● What you are asked to do
Return the entries below in their exact form, leaving the pictures out.

● Material supplied

○ ○ ○

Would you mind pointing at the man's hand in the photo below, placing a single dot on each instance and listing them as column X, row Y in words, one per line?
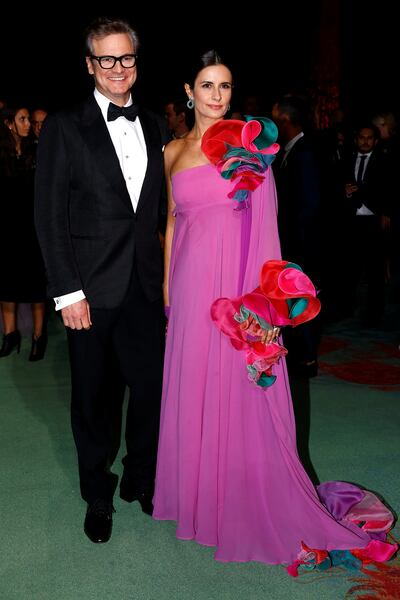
column 266, row 335
column 77, row 315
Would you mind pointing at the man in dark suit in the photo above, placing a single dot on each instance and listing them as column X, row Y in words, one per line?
column 367, row 195
column 99, row 187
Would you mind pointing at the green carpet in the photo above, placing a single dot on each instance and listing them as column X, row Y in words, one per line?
column 354, row 436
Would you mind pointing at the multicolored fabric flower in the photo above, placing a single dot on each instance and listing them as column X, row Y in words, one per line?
column 286, row 296
column 349, row 503
column 242, row 151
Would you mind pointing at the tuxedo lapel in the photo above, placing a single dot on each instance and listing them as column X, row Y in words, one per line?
column 95, row 133
column 152, row 139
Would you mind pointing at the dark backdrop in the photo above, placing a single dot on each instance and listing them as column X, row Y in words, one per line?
column 271, row 46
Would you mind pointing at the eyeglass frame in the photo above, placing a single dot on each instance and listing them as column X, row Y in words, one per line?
column 116, row 59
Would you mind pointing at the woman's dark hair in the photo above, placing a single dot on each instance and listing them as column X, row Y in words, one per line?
column 104, row 26
column 208, row 59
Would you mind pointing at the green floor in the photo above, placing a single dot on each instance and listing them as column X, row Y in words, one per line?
column 354, row 435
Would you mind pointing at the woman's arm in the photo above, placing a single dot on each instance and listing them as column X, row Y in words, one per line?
column 169, row 159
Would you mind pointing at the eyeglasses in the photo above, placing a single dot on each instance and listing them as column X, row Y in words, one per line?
column 108, row 62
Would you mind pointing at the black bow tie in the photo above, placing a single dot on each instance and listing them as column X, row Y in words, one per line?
column 129, row 112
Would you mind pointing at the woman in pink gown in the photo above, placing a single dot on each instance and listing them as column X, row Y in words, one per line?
column 228, row 470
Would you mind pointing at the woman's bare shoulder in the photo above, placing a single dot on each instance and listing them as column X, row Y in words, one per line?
column 172, row 152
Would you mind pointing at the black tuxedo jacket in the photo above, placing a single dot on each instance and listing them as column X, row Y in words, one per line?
column 89, row 234
column 299, row 203
column 374, row 190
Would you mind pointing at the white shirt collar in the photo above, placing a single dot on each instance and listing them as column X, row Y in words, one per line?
column 292, row 142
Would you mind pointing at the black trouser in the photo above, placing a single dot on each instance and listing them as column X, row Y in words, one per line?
column 123, row 346
column 368, row 264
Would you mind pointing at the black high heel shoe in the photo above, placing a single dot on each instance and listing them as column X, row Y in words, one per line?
column 38, row 347
column 10, row 342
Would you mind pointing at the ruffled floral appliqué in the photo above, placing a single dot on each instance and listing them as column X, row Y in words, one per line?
column 286, row 296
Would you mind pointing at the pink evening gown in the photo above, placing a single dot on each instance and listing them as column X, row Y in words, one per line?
column 228, row 471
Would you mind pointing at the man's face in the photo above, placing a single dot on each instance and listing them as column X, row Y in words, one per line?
column 365, row 140
column 113, row 83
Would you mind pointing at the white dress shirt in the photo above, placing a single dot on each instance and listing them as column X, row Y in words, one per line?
column 128, row 140
column 363, row 210
column 289, row 146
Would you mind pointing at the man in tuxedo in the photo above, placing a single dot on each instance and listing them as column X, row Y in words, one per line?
column 99, row 188
column 297, row 179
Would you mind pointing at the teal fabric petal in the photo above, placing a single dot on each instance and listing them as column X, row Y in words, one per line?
column 299, row 306
column 344, row 558
column 266, row 380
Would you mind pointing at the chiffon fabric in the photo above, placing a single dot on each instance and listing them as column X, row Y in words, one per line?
column 228, row 471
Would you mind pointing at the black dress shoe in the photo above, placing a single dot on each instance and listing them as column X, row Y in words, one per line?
column 10, row 342
column 145, row 498
column 38, row 347
column 98, row 521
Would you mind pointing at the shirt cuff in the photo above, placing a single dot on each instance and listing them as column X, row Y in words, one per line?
column 67, row 299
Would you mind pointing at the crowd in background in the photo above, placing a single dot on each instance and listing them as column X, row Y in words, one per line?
column 339, row 224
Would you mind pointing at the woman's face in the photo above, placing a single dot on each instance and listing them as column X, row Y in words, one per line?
column 212, row 91
column 21, row 124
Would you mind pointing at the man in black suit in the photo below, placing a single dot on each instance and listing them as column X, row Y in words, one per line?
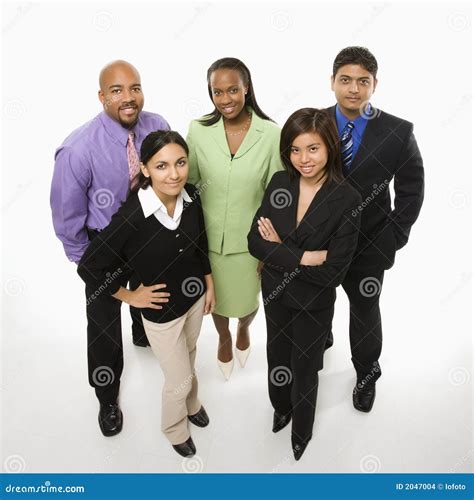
column 376, row 148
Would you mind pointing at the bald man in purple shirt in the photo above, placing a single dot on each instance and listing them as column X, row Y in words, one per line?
column 93, row 171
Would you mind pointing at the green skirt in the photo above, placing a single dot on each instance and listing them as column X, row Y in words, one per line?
column 236, row 283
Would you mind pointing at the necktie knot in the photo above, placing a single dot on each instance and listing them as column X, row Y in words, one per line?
column 347, row 146
column 132, row 156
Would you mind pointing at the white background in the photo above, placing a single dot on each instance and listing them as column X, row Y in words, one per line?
column 421, row 420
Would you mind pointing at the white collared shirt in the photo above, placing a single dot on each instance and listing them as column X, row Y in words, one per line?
column 151, row 204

○ ○ ○

● Result of this exercise
Would you mind pointing at the man's hand in the photo below, placing a single dot on each instance and listing them as column X, row Y in words, one per line?
column 266, row 335
column 77, row 315
Would you mind pointing at the man in dark suit in the photo above, placing a single dot on each instance and listing them as column X, row Y in words, one per line?
column 367, row 195
column 99, row 187
Would you mind pointing at the green carpet in the photo above, placing a single dot on each instance and listing them as column X, row Y in words, one per line?
column 354, row 436
Would you mind pointing at the multicolored fabric flower in the photo above, placing a single dot on each instance and listing them as column X, row Y in words, one per line?
column 286, row 296
column 349, row 503
column 242, row 151
Would you mind pointing at the tuxedo lapel in the photo above, placing a single dot on each instance and listing them as column X, row Y in words, one per line?
column 95, row 133
column 152, row 139
Would you mind pointing at the dark backdrop in the photo above, placing a single dot on each instance and listing them as column X, row Y in words, one per line?
column 271, row 46
Would you mind pointing at the eyeglass frame in the photo above, placing a single dot on each instance and listing them as column X, row Y in words, one per line?
column 116, row 59
Would you mind pointing at the woman's dark hair in the photo above, placing a single dot on each instance and listing them as column X, row Y in words, one per line?
column 104, row 26
column 208, row 59
Would you mind pointing at the green floor in the photo above, placing a single dot on each instance and listing them as column X, row Y in words, one per line?
column 354, row 435
Would you mind pointing at the woman's arm in the photo above, placing a single dot on each instance and listing them as column X, row Y in words, one per line?
column 169, row 159
Would you mind pointing at the eyeglasses in the photo above, placing a single dot on each instance and listing them as column X, row Y in words, one per line?
column 108, row 62
Would you mind pointing at the black bow tie in the photo above, placing a single dot on each instance and listing them as column X, row Y in words, one per line?
column 129, row 112
Would you mind pointing at the woman in pink gown in the photo above, placing a single dot on each instance and listing them as column X, row Y in words, one per line?
column 228, row 470
Would you mind pointing at the woman's bare shoulder in the photo above, placing a single dot on each instance and listing them as column X, row Y in words, one per line?
column 172, row 152
Would you mind pointing at the black tuxedo jacket in the photo above, placing a single dot on each instance and listing them as column X, row Y in words, one per line?
column 89, row 234
column 299, row 203
column 374, row 190
Would you mind pointing at the white shirt collar in the photo above, placing a single dot on each instance and listing them as column X, row Y in words, one per line?
column 292, row 142
Would you mind pointing at the black trouser in the photo above, placing a single dot on each instance and listing them as column X, row Y in words, one per line?
column 123, row 346
column 368, row 264
Would you mind pointing at the black high heel shoe in the photo above, placing a single dot on each instance and listing them as column X, row Y in words, one per line?
column 38, row 347
column 10, row 342
Would you mind pointing at the ruffled floral appliqué in the photo above, placing a single dot on each instance and listing them as column X, row Y in words, one per line?
column 286, row 296
Would you mind pointing at the pink evening gown in the photo above, placing a single dot on each instance and listing them as column X, row Y in words, one per line?
column 228, row 471
Would you mind pointing at the man's face in the photo above, placing a single dot on each instance and listing them as column X, row Y in words, one per line?
column 365, row 140
column 113, row 83
Would you mind pointing at the white dress shirt in the photo above, placing a single dot on each instance and listing them as column X, row Y in words, one per line?
column 128, row 140
column 363, row 210
column 289, row 146
Would you mind pointing at the man in tuxedo in the photo above, placing a single dot on each instance and listing them as column X, row Y in words, one per line?
column 99, row 188
column 297, row 179
Would you mind pointing at the teal fabric petal in the photo above, placing a single dot on each instance and listing them as column X, row Y in words, one per line?
column 299, row 306
column 344, row 558
column 266, row 380
Would you mind pointing at the chiffon fabric in the photo above, placing a single dot on each instance and listing them as column X, row Y in words, one per line?
column 228, row 471
Would you mind pointing at the black dress shoe in the photo above, placing a single dot on each instance and listing them as column X, row Y in words, one per line?
column 10, row 342
column 145, row 498
column 38, row 347
column 98, row 521
Would you mind pointing at the shirt cuff in the photo above, placing a single dot on each instance and listing them as column X, row Y in words, one per line?
column 67, row 299
Would you mind pointing at the crowd in background in the photo above, placing a single dot on each instance and listing them as column X, row Y in words, one per line?
column 339, row 224
Would you mind pointing at the woman's face in the photo above, placing a single dot on each instance and listing them as column X, row Y in words, one per line?
column 212, row 91
column 21, row 124
Would you mind pointing at the man in black suit in the photo below, placing a single dot on each instance and listing them as column X, row Y in words, one per line?
column 376, row 148
Would you mind pointing at the bald man in purple shirt in the photo above, placing a single dot on each instance and listing them as column X, row Y in words, one per line?
column 93, row 171
Would you mind pointing at the green skirt in the photo above, placing a single dot on each instance and listing them as column X, row Y in words, one per line?
column 236, row 283
Would you mind pointing at the necktie knot in the photo above, placing a single dot on each instance and listing them as column X, row Y in words, one per line?
column 347, row 146
column 132, row 156
Would you mind pointing at the white background in the photo above, placing a single dot on each instance and listing them as column X, row Y in words, one per line?
column 421, row 420
Would you mind pointing at the white collared shirt in the photo above, placing a single dot on each instance and listing them as column X, row Y in words, one per line?
column 151, row 204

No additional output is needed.